WORK ITEM: What is needed is every line of the data that includes the word "structure". Please copy each one.

INPUT:
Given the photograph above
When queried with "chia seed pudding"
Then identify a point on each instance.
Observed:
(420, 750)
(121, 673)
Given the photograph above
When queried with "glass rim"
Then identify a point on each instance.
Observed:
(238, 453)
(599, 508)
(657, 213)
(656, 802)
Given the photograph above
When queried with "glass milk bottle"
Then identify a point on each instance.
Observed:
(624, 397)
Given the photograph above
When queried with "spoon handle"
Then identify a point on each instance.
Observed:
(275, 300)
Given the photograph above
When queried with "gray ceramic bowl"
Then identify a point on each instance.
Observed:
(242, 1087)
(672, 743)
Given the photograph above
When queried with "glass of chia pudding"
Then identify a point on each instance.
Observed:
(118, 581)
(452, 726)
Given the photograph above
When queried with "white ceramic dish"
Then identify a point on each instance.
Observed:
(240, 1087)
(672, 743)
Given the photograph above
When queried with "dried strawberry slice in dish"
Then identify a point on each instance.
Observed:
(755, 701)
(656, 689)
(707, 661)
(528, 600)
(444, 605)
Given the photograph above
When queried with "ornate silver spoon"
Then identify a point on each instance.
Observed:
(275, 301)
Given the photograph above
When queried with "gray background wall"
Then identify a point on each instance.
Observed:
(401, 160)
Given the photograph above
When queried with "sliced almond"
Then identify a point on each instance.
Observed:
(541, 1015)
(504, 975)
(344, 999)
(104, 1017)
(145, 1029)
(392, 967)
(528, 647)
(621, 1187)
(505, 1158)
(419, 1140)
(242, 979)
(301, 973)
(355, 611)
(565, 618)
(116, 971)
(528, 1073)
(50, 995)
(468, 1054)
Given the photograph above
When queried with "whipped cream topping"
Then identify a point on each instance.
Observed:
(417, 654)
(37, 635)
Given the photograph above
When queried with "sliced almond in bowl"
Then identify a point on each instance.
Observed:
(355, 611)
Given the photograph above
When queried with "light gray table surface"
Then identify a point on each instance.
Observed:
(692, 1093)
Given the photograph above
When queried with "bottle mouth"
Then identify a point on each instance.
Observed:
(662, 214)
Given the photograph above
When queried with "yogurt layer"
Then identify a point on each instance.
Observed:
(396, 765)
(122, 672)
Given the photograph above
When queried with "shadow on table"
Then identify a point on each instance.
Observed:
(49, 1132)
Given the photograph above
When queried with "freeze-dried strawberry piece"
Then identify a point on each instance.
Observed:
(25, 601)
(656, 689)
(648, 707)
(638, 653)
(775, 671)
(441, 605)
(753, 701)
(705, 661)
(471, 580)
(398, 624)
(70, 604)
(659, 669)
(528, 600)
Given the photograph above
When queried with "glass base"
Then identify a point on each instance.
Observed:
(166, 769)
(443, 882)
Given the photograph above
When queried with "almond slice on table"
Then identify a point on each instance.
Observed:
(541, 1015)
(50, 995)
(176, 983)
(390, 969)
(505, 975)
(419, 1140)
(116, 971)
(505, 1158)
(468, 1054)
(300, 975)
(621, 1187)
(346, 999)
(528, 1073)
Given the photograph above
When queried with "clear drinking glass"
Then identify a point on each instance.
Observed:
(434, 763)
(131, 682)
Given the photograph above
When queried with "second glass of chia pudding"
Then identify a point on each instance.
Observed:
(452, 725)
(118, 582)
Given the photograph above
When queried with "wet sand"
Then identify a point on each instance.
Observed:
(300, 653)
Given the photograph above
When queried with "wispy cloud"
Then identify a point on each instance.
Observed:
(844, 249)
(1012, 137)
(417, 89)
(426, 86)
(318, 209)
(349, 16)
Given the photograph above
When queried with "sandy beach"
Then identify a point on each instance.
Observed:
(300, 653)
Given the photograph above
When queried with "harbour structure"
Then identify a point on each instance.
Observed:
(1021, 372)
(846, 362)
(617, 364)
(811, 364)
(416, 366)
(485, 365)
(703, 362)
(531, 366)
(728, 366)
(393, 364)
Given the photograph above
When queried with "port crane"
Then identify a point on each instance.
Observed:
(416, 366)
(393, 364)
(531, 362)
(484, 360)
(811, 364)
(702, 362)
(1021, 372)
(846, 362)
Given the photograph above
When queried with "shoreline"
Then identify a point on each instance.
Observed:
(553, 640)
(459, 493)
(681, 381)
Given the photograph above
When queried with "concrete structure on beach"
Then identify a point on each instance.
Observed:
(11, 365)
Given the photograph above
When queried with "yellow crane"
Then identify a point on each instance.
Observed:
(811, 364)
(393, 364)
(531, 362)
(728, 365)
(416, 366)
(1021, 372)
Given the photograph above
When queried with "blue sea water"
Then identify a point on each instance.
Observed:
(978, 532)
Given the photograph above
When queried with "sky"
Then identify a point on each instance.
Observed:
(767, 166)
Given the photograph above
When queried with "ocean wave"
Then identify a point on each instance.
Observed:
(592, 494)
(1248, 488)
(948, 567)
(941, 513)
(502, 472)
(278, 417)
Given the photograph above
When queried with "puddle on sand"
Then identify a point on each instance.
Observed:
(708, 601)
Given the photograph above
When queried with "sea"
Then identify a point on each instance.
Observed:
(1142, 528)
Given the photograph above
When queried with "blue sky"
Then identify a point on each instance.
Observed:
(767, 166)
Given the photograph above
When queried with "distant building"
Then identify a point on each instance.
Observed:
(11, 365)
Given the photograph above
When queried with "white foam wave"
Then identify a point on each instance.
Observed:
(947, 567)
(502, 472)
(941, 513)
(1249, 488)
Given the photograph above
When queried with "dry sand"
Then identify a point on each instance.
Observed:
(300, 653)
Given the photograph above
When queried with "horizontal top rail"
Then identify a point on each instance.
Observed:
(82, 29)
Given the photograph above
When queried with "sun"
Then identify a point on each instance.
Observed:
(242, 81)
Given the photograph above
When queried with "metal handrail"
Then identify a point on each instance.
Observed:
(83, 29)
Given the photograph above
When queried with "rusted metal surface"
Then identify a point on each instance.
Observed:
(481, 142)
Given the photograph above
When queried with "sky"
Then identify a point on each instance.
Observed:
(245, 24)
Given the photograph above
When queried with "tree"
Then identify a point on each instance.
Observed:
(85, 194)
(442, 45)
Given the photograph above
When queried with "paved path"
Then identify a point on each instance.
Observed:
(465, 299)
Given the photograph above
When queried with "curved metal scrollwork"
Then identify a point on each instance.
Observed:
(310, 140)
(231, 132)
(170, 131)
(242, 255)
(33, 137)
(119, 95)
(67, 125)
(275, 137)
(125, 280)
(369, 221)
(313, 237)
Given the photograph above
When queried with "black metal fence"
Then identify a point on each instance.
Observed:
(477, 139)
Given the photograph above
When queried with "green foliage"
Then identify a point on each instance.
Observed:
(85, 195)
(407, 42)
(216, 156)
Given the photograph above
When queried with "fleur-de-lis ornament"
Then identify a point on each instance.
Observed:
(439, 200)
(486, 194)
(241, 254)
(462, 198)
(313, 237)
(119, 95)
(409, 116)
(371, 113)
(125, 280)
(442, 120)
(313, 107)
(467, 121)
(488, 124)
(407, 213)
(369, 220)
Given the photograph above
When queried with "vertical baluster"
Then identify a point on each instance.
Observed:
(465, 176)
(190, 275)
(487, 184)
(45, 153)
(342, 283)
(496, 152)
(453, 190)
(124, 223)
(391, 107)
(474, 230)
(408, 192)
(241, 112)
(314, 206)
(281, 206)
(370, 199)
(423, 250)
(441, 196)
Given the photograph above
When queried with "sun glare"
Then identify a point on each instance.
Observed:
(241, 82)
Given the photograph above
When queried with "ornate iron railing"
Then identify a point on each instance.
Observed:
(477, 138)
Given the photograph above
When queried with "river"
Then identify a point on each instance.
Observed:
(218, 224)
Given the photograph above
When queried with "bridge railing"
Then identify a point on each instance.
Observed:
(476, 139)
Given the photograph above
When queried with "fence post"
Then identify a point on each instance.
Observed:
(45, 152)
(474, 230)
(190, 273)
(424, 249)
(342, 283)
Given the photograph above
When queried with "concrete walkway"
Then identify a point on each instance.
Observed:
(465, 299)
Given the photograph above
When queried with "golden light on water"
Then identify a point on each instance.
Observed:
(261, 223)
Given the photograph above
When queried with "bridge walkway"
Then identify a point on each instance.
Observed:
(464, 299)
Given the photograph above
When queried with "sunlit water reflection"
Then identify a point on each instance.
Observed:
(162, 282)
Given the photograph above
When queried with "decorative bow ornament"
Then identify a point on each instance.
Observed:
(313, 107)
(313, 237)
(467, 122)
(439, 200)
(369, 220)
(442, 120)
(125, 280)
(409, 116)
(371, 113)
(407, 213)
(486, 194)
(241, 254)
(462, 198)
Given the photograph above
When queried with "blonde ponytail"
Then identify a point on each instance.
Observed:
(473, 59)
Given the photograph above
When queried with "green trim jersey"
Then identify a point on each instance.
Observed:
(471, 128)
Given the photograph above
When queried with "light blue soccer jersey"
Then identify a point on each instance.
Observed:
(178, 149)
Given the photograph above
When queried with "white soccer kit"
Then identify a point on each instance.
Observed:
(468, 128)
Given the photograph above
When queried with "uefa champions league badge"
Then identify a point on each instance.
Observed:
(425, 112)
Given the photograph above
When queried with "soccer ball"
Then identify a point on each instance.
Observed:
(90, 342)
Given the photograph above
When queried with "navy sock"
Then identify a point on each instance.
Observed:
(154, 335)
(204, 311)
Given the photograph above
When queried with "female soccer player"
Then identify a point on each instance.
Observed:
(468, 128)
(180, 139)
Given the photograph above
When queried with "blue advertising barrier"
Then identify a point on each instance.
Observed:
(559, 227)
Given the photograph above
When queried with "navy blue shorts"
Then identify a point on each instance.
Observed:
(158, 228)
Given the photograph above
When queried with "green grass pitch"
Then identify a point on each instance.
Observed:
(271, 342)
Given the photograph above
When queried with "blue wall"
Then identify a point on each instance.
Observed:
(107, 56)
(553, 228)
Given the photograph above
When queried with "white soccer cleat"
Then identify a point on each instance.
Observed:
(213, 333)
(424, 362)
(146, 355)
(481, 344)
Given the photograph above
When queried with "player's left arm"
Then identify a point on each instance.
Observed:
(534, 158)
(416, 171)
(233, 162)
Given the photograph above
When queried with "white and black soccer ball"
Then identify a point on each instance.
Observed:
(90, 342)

SOLVED PROBLEM:
When queried with "harbour structure"
When queried with "concrete structure on beach"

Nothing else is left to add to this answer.